**Extract**
(begin)
Sometimes a storyteller makes a HUGE mistake.
Series fiction is especially prone to this. The trouble with doing any kind of continuing-character serial storytelling is that after a certain amount of stories told about the same set of characters, there’s a kind of attrition that sets in. A formula is established. This can be a terrible trap. You don’t want to repeat yourself, but you don’t want to deprive the audience of the thing they showed up for… and in such a narrow range, once you pass a number of stories, maybe ten, maybe thirty, maybe three hundred, but sooner or later, you’ll hit it — you find yourself out of ideas.
There’s also the possibility that you just have gotten sick of doing this particular thing and you want to move on. The urge to burn it all down become irresistible. For example, the only way they got Charlton Heston to come back to do Beneath the Planet of the Apes was to guarantee him that it would be the last one. And it sure looked like that was the case — not only did they kill off his character Taylor in the film, but everyone else died too when the world-ending doomsday bomb went off. The Planet of the Apes, ITSELF, literally was destroyed. That would seem pretty final.
Except it wasn’t. There were three more movies, a television series, a cartoon, and a bunch of comic book stories set in that same universe (we will skip the newer, reboot versions, since they aren’t relevant to this particular discussion.) In other words, Heston might have been done, but the studio sure wasn’t.
This was long before the age where ‘reboot the franchise’ had become a standard Hollywood tactic. Film franchises, with the notable exception of James Bond, were not really a thing back in 1971. Even remakes were not done all that often. Nevertheless, the studio wanted more Apes, and ideally without having to spend a lot of money. So somehow the filmmakers had to walk back… uh… the end of the world.
The solution was time travel, as explicated in Escape from the Planet of the Apes. The apes Cornelius, Zira, and Milo, alerted that the gorilla army in Beneath is going to cause huge destruction, use Taylor’s spaceship to come back to the present day… a plot point that incidentally saved on sets, makeup, and pretty much everything else.
There are huge plot problems with the idea (How did they find out that the gorillas were going to get the world blown up? How did they get the ship up from the bottom of the lake where it sank in the first movie without salvage cranes and scuba gear? How did even a scientist as brilliant as Dr. Milo figure out how to not just pilot this miraculously-repaired wrecked space ship, but use it to warp space and time with only the tools available in what was clearly a pre-industrial culture with no concept of powered flight? And so on.) But those are just nitpicks. The important part is that it was a clever, fun movie that saved the series.
Last week’s column about legacy, and also Pol’s recent column about DC Comics and their constant rebooting, got me thinking about that, along with a bunch of other times creators have had to somehow walk back some hideous misstep prompted by the frustration engendered by boredom with a series formula and the need to “shake things up.”
One of the earliest and most famous examples of this, of course, is the death of Sherlock Holmes at the hands of the diabolical Professor Moriarty.
(end)
**Task set**
1. Report how many lines in the records below contain the string "lane", giving only the number.
2. Resume the essay on series storytelling above, picking up right after its final sentence.

**Provided records**
(begin)
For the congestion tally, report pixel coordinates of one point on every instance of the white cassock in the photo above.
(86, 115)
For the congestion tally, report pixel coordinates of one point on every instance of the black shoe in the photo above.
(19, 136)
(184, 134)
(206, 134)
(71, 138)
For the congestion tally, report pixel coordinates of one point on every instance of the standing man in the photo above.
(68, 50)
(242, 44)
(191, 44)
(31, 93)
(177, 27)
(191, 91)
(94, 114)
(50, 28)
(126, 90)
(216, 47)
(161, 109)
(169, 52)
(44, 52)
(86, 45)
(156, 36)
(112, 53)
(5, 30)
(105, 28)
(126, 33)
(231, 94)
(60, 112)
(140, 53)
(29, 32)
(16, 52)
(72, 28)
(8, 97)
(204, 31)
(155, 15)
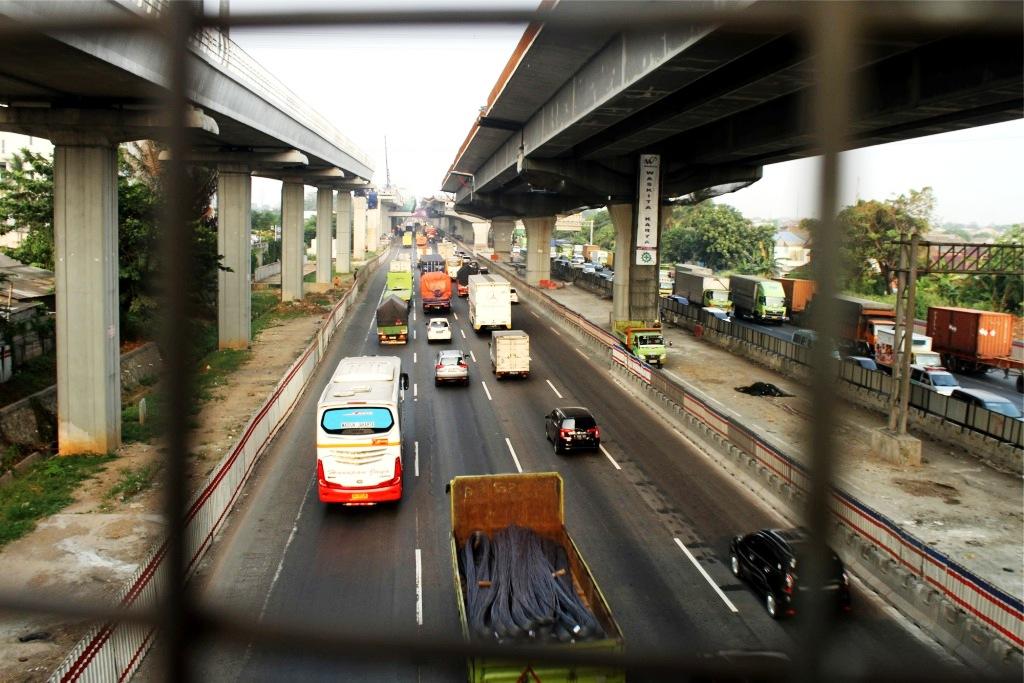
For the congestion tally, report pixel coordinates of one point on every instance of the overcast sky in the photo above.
(422, 89)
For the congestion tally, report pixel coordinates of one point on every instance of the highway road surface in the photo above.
(632, 507)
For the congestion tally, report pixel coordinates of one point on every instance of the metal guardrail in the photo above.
(991, 605)
(983, 421)
(114, 651)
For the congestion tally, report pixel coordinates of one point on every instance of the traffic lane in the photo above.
(714, 506)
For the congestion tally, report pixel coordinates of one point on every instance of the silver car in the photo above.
(451, 366)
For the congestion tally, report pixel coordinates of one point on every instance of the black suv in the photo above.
(570, 428)
(769, 561)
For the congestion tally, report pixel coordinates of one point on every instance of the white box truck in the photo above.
(489, 302)
(510, 353)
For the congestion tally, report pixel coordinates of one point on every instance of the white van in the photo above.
(358, 431)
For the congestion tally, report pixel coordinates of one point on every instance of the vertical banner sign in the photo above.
(648, 204)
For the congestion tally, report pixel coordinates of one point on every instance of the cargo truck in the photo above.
(798, 294)
(858, 319)
(484, 506)
(509, 353)
(392, 319)
(643, 339)
(759, 298)
(435, 292)
(973, 341)
(701, 289)
(489, 302)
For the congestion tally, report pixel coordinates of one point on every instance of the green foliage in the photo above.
(719, 237)
(45, 488)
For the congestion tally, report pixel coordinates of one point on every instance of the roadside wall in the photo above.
(972, 617)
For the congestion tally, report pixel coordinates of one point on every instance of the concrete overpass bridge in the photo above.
(636, 121)
(88, 91)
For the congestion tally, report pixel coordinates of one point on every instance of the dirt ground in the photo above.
(89, 550)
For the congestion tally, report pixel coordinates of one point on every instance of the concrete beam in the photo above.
(291, 241)
(539, 248)
(325, 214)
(343, 256)
(233, 230)
(85, 236)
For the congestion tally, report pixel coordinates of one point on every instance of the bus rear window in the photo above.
(351, 421)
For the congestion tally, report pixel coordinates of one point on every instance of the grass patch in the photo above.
(30, 377)
(131, 482)
(44, 489)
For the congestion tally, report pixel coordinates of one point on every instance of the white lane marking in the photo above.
(284, 554)
(608, 456)
(704, 573)
(419, 588)
(554, 389)
(518, 467)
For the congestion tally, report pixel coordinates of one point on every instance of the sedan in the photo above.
(450, 367)
(571, 428)
(770, 561)
(438, 330)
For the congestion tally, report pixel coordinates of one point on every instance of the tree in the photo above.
(720, 238)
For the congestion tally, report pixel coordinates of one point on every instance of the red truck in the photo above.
(973, 341)
(435, 291)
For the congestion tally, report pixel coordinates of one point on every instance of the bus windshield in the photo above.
(353, 421)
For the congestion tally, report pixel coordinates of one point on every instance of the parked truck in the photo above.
(858, 321)
(759, 298)
(392, 319)
(701, 288)
(886, 348)
(973, 341)
(489, 302)
(435, 291)
(485, 506)
(643, 339)
(798, 294)
(510, 353)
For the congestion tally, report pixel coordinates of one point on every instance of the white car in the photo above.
(438, 330)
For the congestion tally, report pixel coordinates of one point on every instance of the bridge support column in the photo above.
(233, 242)
(85, 236)
(539, 252)
(325, 213)
(622, 218)
(501, 230)
(480, 236)
(358, 228)
(292, 241)
(343, 255)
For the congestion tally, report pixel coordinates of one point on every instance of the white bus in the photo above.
(358, 431)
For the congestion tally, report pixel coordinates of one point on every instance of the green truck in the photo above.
(484, 508)
(643, 339)
(760, 298)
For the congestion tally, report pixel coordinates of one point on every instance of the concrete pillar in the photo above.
(501, 230)
(85, 236)
(292, 243)
(622, 219)
(539, 248)
(233, 242)
(358, 228)
(343, 257)
(480, 236)
(325, 213)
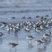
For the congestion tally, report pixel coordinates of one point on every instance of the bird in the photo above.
(13, 44)
(1, 34)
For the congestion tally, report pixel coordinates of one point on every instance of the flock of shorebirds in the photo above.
(43, 24)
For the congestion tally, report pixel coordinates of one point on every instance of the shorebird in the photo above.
(13, 45)
(1, 34)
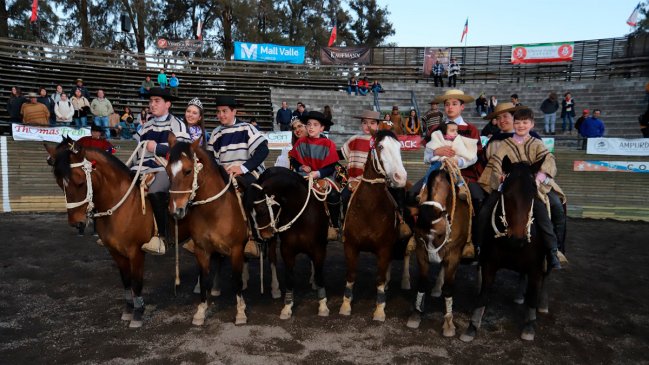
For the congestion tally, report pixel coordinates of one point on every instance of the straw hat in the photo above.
(454, 94)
(end)
**Solved problems**
1. 2

2.
The reason Doyle did it was simple– he was sick of writing Holmes stories and felt that his historical fiction was his true calling. “Holmes takes me from better things,” was what he told people. He held out for a few years, but he needed the money Sherlock brought in. After the success of The Hound of the Baskervilles, which he desperately tried to sell as a one-off– “A reminiscence, not a resurrection” — nevertheless, Doyle eventually caved and wrote The Adventure of the Empty House, in which it is revealed that Holmes didn’t really die, but just went into hiding for a few years until he could bring in Moriarty’s right-hand man, the dastardly Colonel Moran. The story ends with Holmes and Watson restored to their old quarters in Baker Street, and all is well.
I think that was the first time a series creator was forced to hit the reset button, but there have been lots of them since then. Edgar Rice Burroughs killed off Tarzan’s wife Jane in Tarzan the Untamed, but brought her back in the very next book, Tarzan the Terrible. Michael Crichton gave Ian Malcolm a moving death scene in his novel Jurassic Park and then resurrected him with hardly any explanation at all to star in the sequel The Lost World.
This happens fairly often in television. Alias rebooted itself a couple of times in an effort to get back to the setup they had in the earlier seasons. The revival of X-Files largely dispensed with the additions to the later seasons of the original nine-season run. And of course there is the infamous “It was all a dream” resurrection of Bobby Ewing that happened midway through the production of Dallas.
That last one was forced on the show because Patrick Duffy, who played Bobby, wanted out. This happens fairly often with successful TV shows, particularly when it’s time for a star to renew the contract. But what’s rare is for the actor to leave and then come back in a story specifically constructed for the character to make a return.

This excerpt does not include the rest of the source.